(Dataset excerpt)
* * * * *

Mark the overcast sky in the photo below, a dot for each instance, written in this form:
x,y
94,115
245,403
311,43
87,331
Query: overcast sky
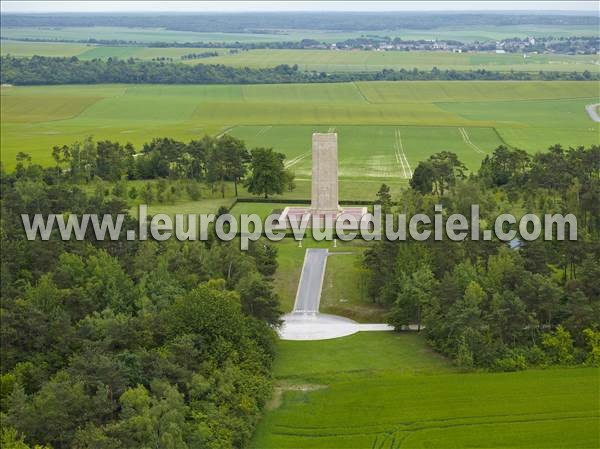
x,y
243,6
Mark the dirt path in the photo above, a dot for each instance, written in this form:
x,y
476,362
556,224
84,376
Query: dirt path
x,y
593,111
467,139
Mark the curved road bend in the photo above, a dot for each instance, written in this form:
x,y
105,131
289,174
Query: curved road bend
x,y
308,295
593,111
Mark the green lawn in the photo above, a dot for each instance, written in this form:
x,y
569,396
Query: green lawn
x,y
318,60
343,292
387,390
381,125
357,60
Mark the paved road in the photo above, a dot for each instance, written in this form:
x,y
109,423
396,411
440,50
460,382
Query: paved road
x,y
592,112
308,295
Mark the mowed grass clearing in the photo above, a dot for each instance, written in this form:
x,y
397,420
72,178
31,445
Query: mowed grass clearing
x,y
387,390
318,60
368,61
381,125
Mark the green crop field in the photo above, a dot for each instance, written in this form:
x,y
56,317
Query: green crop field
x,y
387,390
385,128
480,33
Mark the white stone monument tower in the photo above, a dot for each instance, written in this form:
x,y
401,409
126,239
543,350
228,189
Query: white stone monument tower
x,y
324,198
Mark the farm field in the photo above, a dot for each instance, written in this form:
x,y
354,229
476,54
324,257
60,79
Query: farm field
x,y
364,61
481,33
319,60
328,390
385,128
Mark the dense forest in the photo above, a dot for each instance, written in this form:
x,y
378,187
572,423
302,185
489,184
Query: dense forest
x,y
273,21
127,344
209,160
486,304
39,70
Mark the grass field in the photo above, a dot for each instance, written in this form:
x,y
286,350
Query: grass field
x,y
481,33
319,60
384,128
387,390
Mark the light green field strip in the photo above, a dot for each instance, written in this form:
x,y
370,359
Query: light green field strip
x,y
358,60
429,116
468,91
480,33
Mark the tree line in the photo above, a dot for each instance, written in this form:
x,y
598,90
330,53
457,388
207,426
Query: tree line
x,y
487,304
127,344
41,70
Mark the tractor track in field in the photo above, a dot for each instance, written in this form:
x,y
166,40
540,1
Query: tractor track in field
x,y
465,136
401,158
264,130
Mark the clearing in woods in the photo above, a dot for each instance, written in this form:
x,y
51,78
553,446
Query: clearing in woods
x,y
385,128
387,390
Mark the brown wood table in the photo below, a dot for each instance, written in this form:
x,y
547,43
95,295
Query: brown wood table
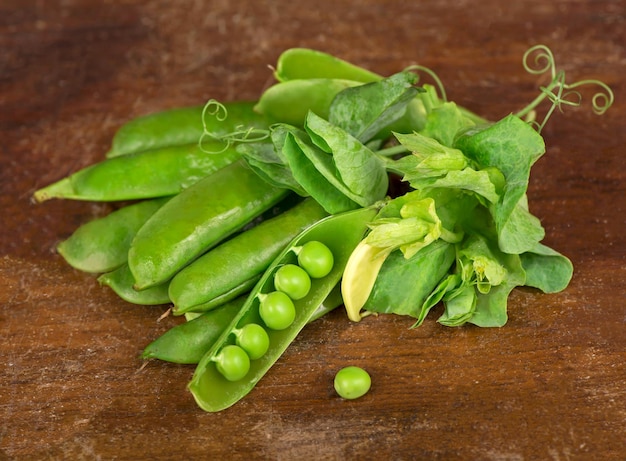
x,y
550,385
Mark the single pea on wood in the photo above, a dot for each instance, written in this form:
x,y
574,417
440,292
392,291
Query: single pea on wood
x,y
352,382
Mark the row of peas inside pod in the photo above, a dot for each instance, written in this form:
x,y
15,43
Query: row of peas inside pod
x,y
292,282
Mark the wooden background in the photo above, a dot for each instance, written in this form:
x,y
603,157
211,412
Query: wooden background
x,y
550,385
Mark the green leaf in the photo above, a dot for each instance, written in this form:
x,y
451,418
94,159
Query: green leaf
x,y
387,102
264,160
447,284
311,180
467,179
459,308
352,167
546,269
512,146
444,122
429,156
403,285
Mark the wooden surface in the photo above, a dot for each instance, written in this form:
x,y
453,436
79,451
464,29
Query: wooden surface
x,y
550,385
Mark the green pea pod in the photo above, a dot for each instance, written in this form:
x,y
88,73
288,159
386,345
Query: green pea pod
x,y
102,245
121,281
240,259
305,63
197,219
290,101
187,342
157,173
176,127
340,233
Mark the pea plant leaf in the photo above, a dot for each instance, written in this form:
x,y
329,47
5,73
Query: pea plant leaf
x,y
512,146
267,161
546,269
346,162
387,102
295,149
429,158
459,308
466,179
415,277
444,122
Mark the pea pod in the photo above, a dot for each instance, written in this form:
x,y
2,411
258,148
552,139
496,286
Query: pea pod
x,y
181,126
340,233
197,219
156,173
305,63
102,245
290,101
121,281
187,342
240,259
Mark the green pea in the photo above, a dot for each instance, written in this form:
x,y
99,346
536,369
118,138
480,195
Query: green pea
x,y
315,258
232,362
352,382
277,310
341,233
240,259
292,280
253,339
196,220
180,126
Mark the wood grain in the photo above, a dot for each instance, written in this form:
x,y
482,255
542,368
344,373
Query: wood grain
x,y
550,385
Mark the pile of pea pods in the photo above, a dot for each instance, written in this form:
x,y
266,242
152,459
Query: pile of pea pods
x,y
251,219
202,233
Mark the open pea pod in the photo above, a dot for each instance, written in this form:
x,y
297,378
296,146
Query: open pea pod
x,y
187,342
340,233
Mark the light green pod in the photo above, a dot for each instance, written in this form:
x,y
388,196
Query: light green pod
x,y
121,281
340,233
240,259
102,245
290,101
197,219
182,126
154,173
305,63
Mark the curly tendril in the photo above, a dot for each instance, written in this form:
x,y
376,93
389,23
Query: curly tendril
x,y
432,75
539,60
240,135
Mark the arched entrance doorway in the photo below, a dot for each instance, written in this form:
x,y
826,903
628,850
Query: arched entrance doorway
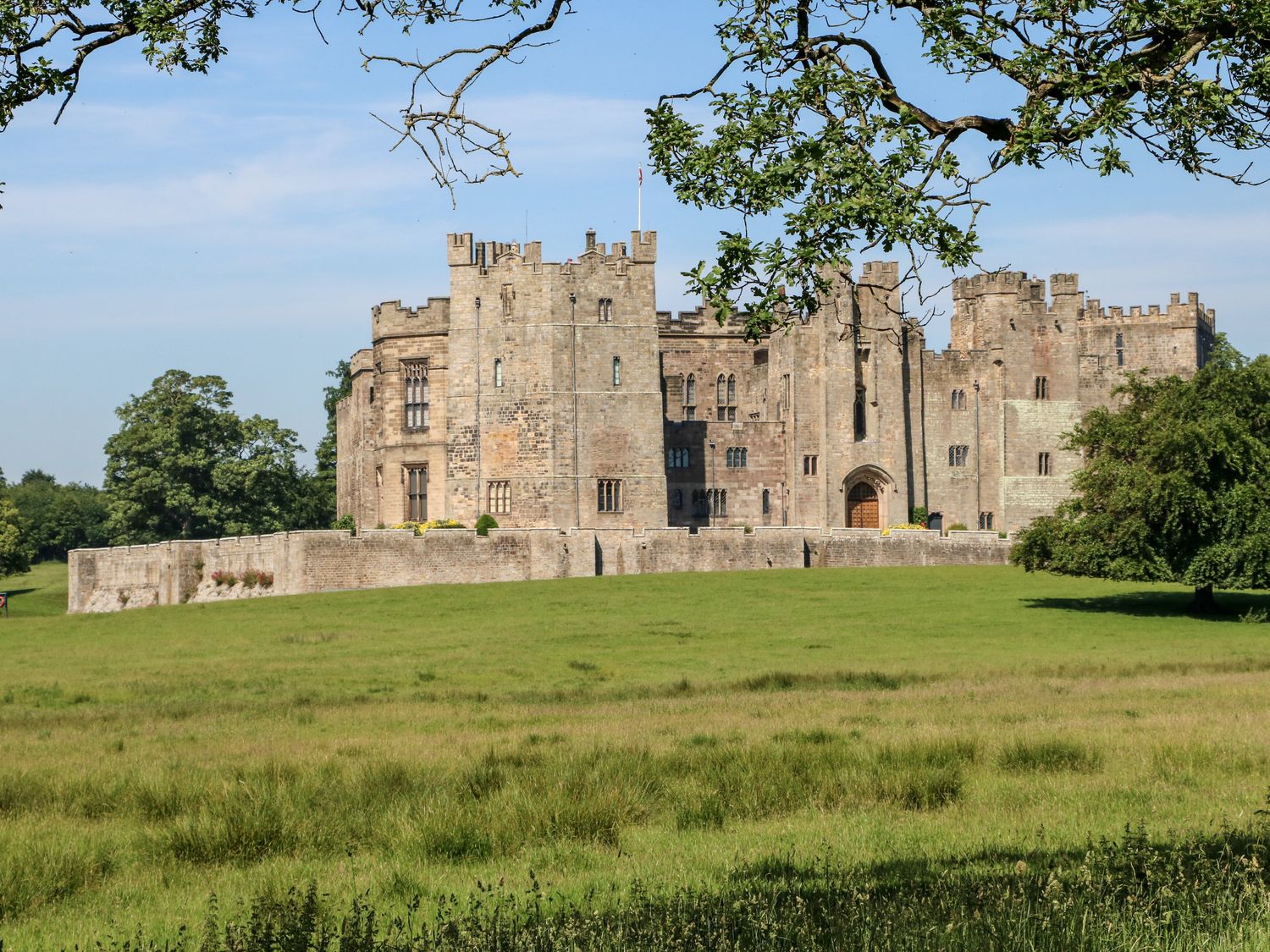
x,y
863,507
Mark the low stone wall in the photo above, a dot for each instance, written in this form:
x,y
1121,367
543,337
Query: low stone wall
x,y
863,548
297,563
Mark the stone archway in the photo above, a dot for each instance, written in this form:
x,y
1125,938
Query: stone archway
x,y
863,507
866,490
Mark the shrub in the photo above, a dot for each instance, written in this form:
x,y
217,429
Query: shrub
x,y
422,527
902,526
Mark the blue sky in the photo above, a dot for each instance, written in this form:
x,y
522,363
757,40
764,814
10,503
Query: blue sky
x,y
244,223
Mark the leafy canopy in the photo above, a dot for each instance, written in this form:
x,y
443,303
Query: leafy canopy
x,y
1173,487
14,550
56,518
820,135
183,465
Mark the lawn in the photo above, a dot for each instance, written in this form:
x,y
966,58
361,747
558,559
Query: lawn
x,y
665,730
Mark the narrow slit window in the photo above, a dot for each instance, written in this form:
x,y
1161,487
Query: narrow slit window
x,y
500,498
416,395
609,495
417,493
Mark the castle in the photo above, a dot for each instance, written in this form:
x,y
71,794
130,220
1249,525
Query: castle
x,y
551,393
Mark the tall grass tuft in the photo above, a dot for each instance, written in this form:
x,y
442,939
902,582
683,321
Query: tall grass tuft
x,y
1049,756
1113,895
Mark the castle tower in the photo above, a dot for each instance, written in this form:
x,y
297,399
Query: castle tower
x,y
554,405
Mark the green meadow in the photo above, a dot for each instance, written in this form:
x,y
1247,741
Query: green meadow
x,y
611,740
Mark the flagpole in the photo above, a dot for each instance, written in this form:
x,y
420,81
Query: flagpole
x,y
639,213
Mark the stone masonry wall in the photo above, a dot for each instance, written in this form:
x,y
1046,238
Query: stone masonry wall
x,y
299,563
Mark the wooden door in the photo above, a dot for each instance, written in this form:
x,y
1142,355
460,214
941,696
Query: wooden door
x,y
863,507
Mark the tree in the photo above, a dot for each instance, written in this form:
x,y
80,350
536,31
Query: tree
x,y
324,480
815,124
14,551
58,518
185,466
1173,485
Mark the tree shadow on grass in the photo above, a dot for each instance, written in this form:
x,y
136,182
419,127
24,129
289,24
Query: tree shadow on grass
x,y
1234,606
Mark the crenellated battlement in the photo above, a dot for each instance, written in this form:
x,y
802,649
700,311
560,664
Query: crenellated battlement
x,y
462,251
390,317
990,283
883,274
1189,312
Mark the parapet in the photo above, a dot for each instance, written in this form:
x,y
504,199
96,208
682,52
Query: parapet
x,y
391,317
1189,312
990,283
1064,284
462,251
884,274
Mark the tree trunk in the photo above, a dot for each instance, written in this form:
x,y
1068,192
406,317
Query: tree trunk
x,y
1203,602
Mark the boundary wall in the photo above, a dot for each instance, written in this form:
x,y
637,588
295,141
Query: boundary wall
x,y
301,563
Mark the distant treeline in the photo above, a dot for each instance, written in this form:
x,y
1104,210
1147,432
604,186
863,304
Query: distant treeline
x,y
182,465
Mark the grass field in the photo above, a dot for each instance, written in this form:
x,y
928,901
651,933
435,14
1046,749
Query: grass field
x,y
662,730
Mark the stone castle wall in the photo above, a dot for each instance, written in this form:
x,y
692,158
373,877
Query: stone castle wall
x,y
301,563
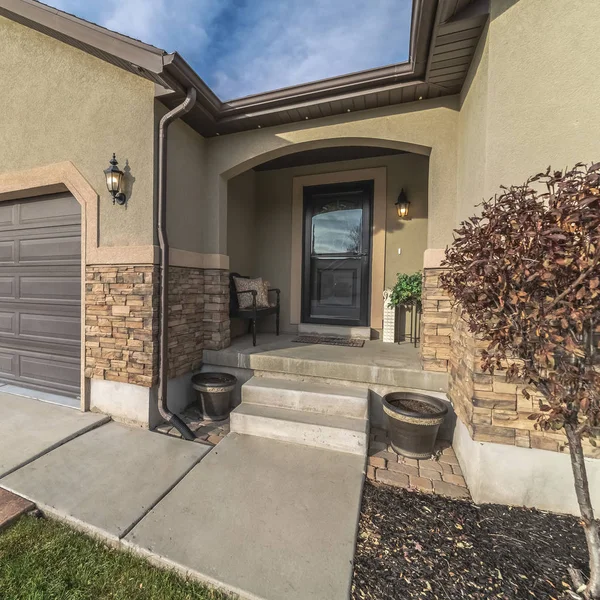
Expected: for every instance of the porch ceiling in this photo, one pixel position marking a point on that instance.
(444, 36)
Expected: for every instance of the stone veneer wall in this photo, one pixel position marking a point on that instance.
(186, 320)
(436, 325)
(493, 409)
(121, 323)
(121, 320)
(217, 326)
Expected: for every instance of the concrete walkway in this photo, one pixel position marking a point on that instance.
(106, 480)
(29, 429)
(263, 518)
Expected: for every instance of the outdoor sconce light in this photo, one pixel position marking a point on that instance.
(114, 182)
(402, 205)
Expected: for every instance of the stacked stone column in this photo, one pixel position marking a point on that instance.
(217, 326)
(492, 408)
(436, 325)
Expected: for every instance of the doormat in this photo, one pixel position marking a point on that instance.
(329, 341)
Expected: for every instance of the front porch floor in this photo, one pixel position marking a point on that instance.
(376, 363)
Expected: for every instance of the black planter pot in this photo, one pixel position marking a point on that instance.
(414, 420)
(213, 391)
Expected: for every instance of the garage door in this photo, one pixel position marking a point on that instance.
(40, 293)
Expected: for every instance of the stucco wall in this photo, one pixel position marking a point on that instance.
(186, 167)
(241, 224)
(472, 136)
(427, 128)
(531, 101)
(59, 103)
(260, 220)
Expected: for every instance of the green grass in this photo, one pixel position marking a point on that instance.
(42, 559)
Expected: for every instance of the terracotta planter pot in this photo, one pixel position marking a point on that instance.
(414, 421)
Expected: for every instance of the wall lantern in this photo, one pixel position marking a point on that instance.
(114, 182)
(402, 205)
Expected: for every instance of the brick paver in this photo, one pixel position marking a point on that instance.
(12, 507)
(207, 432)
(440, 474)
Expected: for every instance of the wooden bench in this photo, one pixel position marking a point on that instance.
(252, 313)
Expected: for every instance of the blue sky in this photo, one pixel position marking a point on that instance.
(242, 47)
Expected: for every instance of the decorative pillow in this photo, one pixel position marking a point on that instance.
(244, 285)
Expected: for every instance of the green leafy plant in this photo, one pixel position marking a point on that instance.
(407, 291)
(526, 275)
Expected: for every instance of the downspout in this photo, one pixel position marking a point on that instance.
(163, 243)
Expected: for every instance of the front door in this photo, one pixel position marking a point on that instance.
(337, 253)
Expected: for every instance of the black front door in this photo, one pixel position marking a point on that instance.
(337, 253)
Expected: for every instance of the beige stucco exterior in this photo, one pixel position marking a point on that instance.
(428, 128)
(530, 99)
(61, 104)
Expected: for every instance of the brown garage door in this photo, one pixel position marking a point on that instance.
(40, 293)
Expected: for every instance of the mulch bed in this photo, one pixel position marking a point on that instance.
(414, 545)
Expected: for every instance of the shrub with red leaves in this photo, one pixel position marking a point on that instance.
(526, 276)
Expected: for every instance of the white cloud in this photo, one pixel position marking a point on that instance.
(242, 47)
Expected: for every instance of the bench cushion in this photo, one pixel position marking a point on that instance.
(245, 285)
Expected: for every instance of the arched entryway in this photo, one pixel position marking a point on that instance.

* * * * *

= Problem description =
Reproduce the lines of the entries above exactly, but only from the line containing "Expected: for every instance of the brown" through the final line.

= Result of the exercise =
Expected: for every instance of the brown garage door in this photo, one pixel position marking a point on that instance.
(40, 293)
Expected: for every instance of the mulch bed in this photo, one pixel position marking a point on that instance.
(414, 545)
Expected: for every instance of the shrub with red leaves in this photo, one pixel position marking a point on that instance.
(526, 276)
Expected: for every instance of the white cloud in this photo, one pixel position marking a point on that instance.
(242, 47)
Expected: for every instance of the bench cushion in this photo, one pixel position marking a point on that instance.
(245, 285)
Expected: for every instance of the arched entryway in this photo, one pixel position marking a point on that instance.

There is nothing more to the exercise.